OBJECTIVE: Each entry below should be written out exactly as it is, with no pictures.

** START THE RECORDS **

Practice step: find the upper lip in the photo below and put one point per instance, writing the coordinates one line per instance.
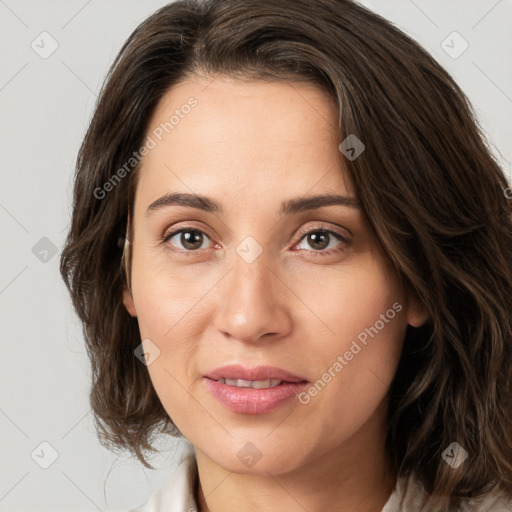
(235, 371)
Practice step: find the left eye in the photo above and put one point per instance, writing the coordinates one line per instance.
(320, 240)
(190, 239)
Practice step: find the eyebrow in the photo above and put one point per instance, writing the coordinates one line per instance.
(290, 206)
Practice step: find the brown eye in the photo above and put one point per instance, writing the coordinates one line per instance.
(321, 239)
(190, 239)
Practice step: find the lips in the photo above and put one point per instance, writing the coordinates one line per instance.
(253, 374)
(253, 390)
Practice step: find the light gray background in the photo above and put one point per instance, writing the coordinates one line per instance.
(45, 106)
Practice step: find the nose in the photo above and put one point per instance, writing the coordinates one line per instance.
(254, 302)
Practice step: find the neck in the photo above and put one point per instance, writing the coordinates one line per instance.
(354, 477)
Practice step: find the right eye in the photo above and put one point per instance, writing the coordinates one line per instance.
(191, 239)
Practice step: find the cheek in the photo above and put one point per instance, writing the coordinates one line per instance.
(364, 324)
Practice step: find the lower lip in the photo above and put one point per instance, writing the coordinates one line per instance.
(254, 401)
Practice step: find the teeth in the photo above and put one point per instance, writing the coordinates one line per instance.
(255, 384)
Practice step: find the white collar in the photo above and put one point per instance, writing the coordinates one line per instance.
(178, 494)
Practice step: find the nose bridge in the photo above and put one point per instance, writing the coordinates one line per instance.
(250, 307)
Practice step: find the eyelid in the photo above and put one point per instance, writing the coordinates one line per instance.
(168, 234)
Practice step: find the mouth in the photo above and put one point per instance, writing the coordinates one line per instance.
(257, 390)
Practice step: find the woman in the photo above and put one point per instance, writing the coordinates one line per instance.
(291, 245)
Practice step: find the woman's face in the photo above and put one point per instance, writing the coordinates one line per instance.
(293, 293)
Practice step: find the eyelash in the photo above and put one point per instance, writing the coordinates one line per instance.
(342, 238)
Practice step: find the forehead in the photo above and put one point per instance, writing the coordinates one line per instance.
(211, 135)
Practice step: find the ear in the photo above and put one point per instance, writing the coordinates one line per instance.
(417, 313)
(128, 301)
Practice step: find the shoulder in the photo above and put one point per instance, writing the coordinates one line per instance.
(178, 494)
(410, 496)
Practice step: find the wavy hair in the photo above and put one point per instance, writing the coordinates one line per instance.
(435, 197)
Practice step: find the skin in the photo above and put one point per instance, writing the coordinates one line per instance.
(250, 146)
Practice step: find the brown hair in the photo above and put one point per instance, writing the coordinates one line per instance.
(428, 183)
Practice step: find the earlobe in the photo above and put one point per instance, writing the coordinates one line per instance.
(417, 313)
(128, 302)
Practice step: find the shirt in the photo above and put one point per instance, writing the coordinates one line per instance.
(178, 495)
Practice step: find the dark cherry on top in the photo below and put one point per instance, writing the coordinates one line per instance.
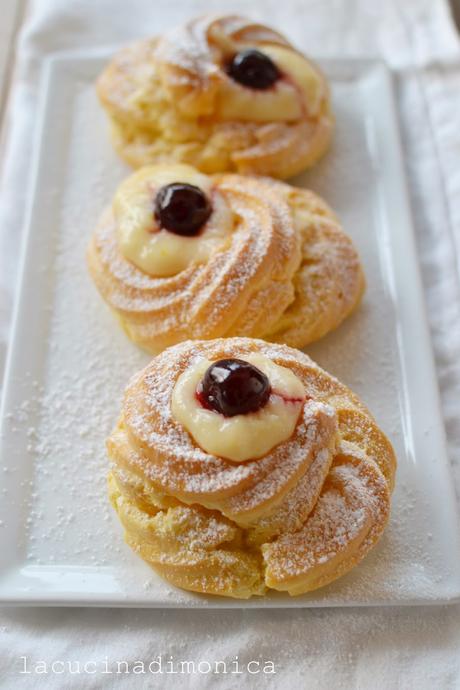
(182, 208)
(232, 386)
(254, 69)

** END THE RECORDS **

EXERCISE RESPONSE:
Practice step: find the upper lip in the photo below and put one point per instance, writing the coordinates one line per instance.
(235, 371)
Practice step: find the left eye in the photo above and put one point per instance, writing the coordinates one line per instance.
(320, 240)
(190, 239)
Practice step: find the eyebrow in the photo above and put one point per instance, writing the coordinates one line per instance.
(290, 206)
Practice step: find the brown eye in the photo above and put one point per instance, writing the coordinates one line per instance.
(321, 239)
(190, 239)
Practice step: find the lips in the photo above and put one point per instance, writing the coordinates one line per instance.
(253, 374)
(253, 390)
Practice step: find the light gray background in the photo above and put one point per instance, writing the coordinates one line per instance.
(45, 106)
Practice step: find the nose in the photo above and put one point per instance, writing the coordinates one line per instance.
(254, 302)
Practice step: find the neck in the photo above and put one point per instance, writing the coordinates one line per instance.
(354, 477)
Practice step: find the right eye in the photo above and put one point per instance, writing the coordinates one line per instance.
(191, 239)
Practice step: find the cheek in the photo above and put one point per instance, writing the coordinates one line per instance.
(364, 324)
Practice step: find the lower lip in the photo above and put one point per instance, writing the coordinates one line per instance.
(254, 401)
Practice step: find the teeth in the photo above and put one point per instance, writing the coordinates one line per instance.
(255, 384)
Practice step: find the white collar in the photo above and put one point per instance, writing the coordinates one line per instance.
(178, 494)
Practice step: find the nose bridge in the photo above and put one point per instance, writing the coordinates one line per instance.
(250, 307)
Practice step: find the eyelid in the photo above and put one point per instance, writing the coordinates one line per instance.
(168, 234)
Practice step: find the mouth in the photo above and put one point per instance, writing the coordinates one line per instance.
(257, 390)
Practice step: find the woman in the photo above and put one point per instance, writing the coordinates one line per instance.
(291, 245)
Practice step: find the woman's face in the photo above and put one point per instance, writing the coordinates one line per instance.
(293, 293)
Practice step: find the eyelash in the photo above and put one point per instance, writing the coordinates one line per instance.
(342, 238)
Practice step: find the forehead in the photo above and put one point per instance, writing the coordinates one line per instance.
(211, 135)
Practice step: find the ear in the photo above and put one point per instance, writing the coordinates one line per instance.
(417, 313)
(128, 301)
Practice step: find the shoulder in the photo above and put one point per instance, writing the coordinates one line per instance.
(178, 494)
(410, 496)
Practice step: find the wavy hair in the photo above and put one point per instance, writing the coordinates one line per instance.
(435, 197)
Practice step: find the skin in the photo above and put one point per instance, writing the coordinates one line per instance.
(250, 146)
Practice step: find the brown hair in the photo above and put one point per instance, writing the coordinates one line per instance.
(428, 183)
Practice step: find the earlobe in the photo above and put one point per instance, writing the coordinates one line per instance.
(417, 313)
(128, 302)
Practice step: find the shirt in the photo above and put one point per instance, writing the coordinates one line per instance.
(178, 495)
Practice step: find the dark cherry on top in the photo below and put one point per instance, writing the coordinates one line per instance.
(182, 208)
(232, 386)
(254, 69)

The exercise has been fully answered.